Passons chez l’éternel concurrent de DC: Marvel. Le concept est simple mais fort: si Peter Parker, allias Spider-Man, subissait les ravages du temps? Il en découlerait sans aucun doute des interrogations, des doutes et des fragilités qui influenceraient considérablement les exploits, les motivations et les choix du tisseur de toile. Spider-Man. L’histoire d’une vie (Marvel/Panini Comics) s’avale d’une traite. L’action, très soutenue, nous entraîne dans des situations improbables et créatives où l’Homme-Araignée croise de nombreux adversaires et alliés confrontés durement aux événements que la planète a traversés depuis 1962. Certains ennemis de Peter prennent également une densité psychologique particulière à travers ces pages stimulantes. Le tout forme une sorte d’introduction explosive et très réussie à la lecture de l’un des plus célèbres super-héros de Marvel aux côtés de Captain America, Thor et Iron Man. Ce volume devrait amener de nouveaux lecteurs à “Spidey”…
Reste à ceux qui veulent remettre en perspective l’aventure artistique des comics à feuilleter Marvel 80 ans. La véritable histoire d’un phénomène de la pop culture (Panini Comics). Ce petit guide de la “Maison des Idées” explore le jeu complexe entre l’évolution de nos sociétés depuis les années 30 et la dynamique créative de l’entreprise Marvel. L’histoire des dessinateurs et scénaristes éclaire leurs personnages et permet de structurer l’analyse que mérite cet univers fictionnel dont la portée sociologique et intellectuelle s’avère plus vaste que ne le pensent beaucoup d’universitaires occupés par la production de commentaires sur la culture populaire du XXe siècle.

··········

> **VOS TÂCHES**:
- A) Pour chacune des affirmations suivantes, dites si elle concorde avec le texte étudié en répondant par oui ou par non, et citez à l'identique les mots du texte qui tranchent. (i) Spider-Man. L’histoire d’une vie est publié par Marvel/Panini Comics. (ii) Le guide Marvel 80 ans examine l'évolution de nos sociétés depuis les années 50. (iii) Le volume consacré à Spider-Man se lit difficilement d'une seule traite.
- B) Traduisez en anglais cette phrase du texte étudié : « Ce petit guide de la “Maison des Idées” explore le jeu complexe entre l’évolution de nos sociétés depuis les années 30 et la dynamique créative de l’entreprise Marvel. »

Descriptions de zones en langage naturel:
··········

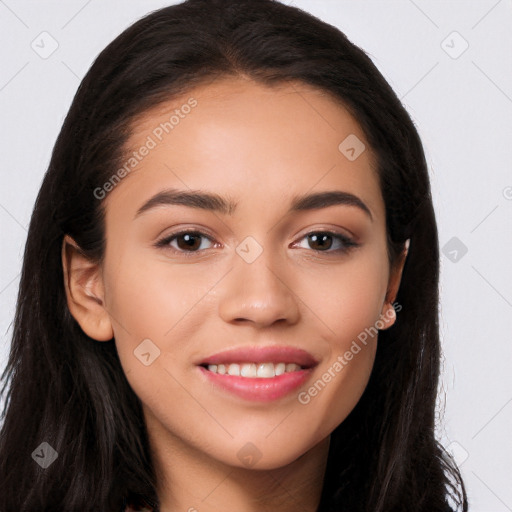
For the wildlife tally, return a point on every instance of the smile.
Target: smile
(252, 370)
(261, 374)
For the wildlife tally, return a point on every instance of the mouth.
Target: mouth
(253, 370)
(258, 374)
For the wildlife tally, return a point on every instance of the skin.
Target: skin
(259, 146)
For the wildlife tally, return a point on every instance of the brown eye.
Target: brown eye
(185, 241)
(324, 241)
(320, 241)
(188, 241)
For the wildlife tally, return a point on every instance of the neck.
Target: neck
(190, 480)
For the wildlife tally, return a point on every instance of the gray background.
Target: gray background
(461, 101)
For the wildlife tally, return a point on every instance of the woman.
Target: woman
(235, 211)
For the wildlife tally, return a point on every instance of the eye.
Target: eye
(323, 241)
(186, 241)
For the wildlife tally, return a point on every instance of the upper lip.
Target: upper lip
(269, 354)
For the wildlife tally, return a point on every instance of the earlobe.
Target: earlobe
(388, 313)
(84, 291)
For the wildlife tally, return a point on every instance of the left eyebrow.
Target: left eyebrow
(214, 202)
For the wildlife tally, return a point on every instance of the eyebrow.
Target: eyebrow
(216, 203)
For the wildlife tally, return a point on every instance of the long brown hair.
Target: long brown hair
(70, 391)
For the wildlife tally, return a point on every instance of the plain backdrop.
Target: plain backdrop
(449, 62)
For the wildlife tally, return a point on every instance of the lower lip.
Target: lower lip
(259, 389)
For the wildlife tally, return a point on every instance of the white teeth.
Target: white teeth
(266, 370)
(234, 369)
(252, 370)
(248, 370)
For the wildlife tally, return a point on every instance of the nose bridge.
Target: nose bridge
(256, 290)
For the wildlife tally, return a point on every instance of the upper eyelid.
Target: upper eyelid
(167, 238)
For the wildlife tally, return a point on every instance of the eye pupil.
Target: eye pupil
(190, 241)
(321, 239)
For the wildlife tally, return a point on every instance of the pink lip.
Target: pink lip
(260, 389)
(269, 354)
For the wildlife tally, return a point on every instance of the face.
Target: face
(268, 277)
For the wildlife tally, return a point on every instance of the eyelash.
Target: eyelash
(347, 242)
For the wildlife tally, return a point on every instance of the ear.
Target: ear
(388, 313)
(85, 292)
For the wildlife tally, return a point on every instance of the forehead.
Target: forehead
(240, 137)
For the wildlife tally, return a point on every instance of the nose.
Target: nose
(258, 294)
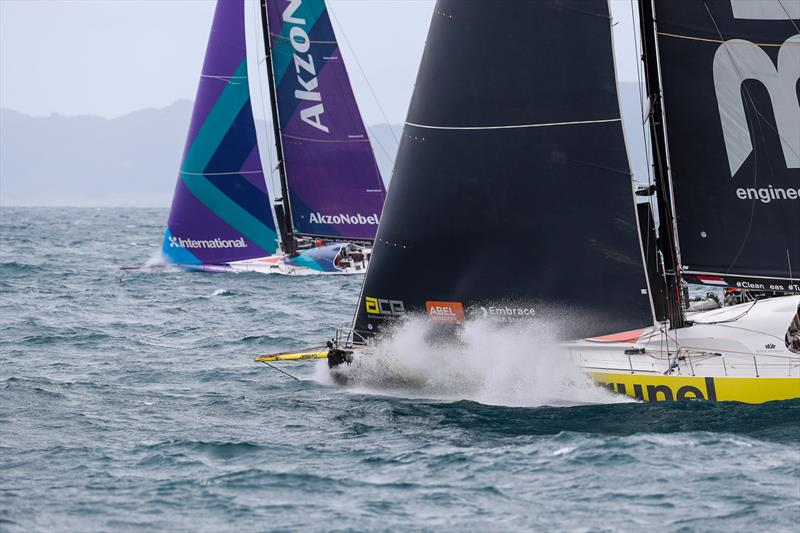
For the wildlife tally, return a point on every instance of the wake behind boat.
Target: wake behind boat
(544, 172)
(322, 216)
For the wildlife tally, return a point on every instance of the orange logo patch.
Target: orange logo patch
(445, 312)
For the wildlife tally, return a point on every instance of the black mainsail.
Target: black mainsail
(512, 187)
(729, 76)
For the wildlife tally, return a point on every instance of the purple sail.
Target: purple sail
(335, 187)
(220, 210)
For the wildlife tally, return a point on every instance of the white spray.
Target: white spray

··········

> **RÉPONSES ATTENDUES**:
- A)
(i) Oui : « Spider-Man. L’histoire d’une vie (Marvel/Panini Comics) ».
(ii) Non : « l’évolution de nos sociétés depuis les années 30 ».
(iii) Non : « s’avale d’une traite ».

- B) This little guide to the "House of Ideas" explores the complex interplay between the evolution of our societies since the 1930s and the creative dynamics of the Marvel company.